Dêrsim Belediye Eşbaşkanı Birsen Orhan, kayyım atanmasının üzerinden geçen bir yılda kayyımın hizmet adına bir şey yapmadığını, sorunları derinleştirdiğini aktardı
Dêrsim’e 22 Kasım 2024’te atanan kayyım 1 yılını geride bıraktı. İrade gaspının sonucu atanan kayyım kenttin gerçek sorunlarına çözüm bulmazken, DEM Parti’nin kısa sürede gerçekleştirdiği çalışmaları da bir bir durdurdu. Kayyım politikalarının öncelikli hedeflerinden biri olan kadın kazanımlarına yönelik saldırı ve ortadan kaldırma girişimleri Dêrsim’de de hayat buldu. Dêrsim kayyımının son bir yılda yaptığı çalışmalar ev ve esnaf ziyaretlerini geçmezken, halkın talepleri ve çözüm odaklı çalışmalar durduruldu.
Bu kapsamda Dêrsim kayyımı da göreve gelir gelmez kadın kazanımları, halkın anadili ve inancına yönelik yürütülen çalışmaları hedef aldı. Dersim’in yüzde 85’i anadili Kürtçe’nin Kırmançki lehçesinde ders verilen kurslar, kültürel çalışmaları olan kadın korosunu kapattı. Alevi inancında önemli bir yeri olan ve neredeyse her evde bulunan bağlama kursunu kapattı. İhtiyaç sahibi yurttaşlar için kentte oluşturulan giysi bankasının çalışmalarını durdurdu. Yine işsizliğin yoğun olduğu kentte 15’e yakın işçiyi zorunlu emekliye zorlarken, 42 işçiyi işten çıkardı. Taşınmazları SGK’ya devretti. Kadın Yaşam Merkezi’nin çalışmalarını pasifleştirdi. İşçilere yönelikte birçok hak gaspına neden oldu. Son olarak ise kadınların regl iznini iptal etti. Tüm bunlar her hangi bir gerekçe sunulmadan ortadan kaldırıldı.

Kayıtlı bilgiler:

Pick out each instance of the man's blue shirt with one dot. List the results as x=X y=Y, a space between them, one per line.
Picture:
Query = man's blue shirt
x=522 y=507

Yapılacak işler:
[a] Dêrsim kayyımı haberine göre aşağıdaki soruları yanıtlayın:
(i) Kayyım Dêrsim'e hangi tarihte atandı?
(ii) Kayyım kaç işçiyi işten çıkardı?
(iii) Kayyım kadınların hangi iznini iptal etti?
[b] Dêrsim kayyımı haberinde "Bu kapsamda Dêrsim" ile başlayıp "sunulmadan ortadan kaldırıldı." ile biten bölümü, "bağlama kursunu" yerine "saz kursunu" koyarak değiştirip tekrar yazın.
[c] Dêrsim kayyımı haberini son cümlesinden sonra gelecek şekilde devam ettirin.

Yanıt listesi:
[a]
(i) 22 Kasım 2024
(ii) 42
(iii) Regl iznini

[b]
Bu kapsamda Dêrsim kayyımı da göreve gelir gelmez kadın kazanımları, halkın anadili ve inancına yönelik yürütülen çalışmaları hedef aldı. Dersim’in yüzde 85’i anadili Kürtçe’nin Kırmançki lehçesinde ders verilen kurslar, kültürel çalışmaları olan kadın korosunu kapattı. Alevi inancında önemli bir yeri olan ve neredeyse her evde bulunan saz kursunu kapattı. İhtiyaç sahibi yurttaşlar için kentte oluşturulan giysi bankasının çalışmalarını durdurdu. Yine işsizliğin yoğun olduğu kentte 15’e yakın işçiyi zorunlu emekliye zorlarken, 42 işçiyi işten çıkardı. Taşınmazları SGK’ya devretti. Kadın Yaşam Merkezi’nin çalışmalarını pasifleştirdi. İşçilere yönelikte birçok hak gaspına neden oldu. Son olarak ise kadınların regl iznini iptal etti. Tüm bunlar her hangi bir gerekçe sunulmadan ortadan kaldırıldı.

[c]
Yerine kayyım atanan Dêrsim Belediye Eşbaşkanı Birsen Orhan ile kayyımın son 1 yılı ve kentin durumuna dair konuştu.
‘Kayyım dil kursunu kapattı’
Kayyımın uygulamalarıyla halkın kültürüne ve yaşamına doğrudan müdahale ettiğini söyleyen Birsen Orhan, “Kayyım belediyeye gelir gelmez bu toplumun en temel ihtiyacı olan ana dil kursumuzu kapattı. Yine kadın koromuzu kapattı. Koromuz kültürel anlamda, kadın çalışmaları açısından önem arz eden bir yerdeydi. Aslında bu durum kayyımın kültürümüze ne kadar düşman bir yaklaşım sergilediğini de gösteriyor” ifadelerini kullandı.
‘Kadın kazanımlarına saldırı’
Birsen Orhan, kayyım politikasının hak ve hizmet kayıplarına yol açtığını vurgulayarak, şunları belirtti:
“En son geldiğimiz noktada ise regl iznini kaldırdı. Yine bununla beraber ihtiyaç sahibi insanların yararlanabileceği giysi bankın çalışmalarını durdurdu. Bu banktan da daha çok kadın ve çocuklar faydalanıyordu. Yine işsizliğin bu kadar yoğun olduğu bir kentte birçok kişiyi zorunlu emekliye ayırdı, 15-16 çalışan işçiyi emekliye zorluyor, 42 kişiyi işten çıkardı. Yine işçi kazanımlarından olan 15-16 Haziran ikramiye hakkını bire indirdi. Belediyeye ait taşınmazları SGK’ye devretmesi, Kadın Yaşam Merkezi’ni pasifleştirmesi ve kültür alanına saldırısı da kayyımın pratiklerinden biri. Tüm bunlar ise keyfi bir şekilde yapıldı.”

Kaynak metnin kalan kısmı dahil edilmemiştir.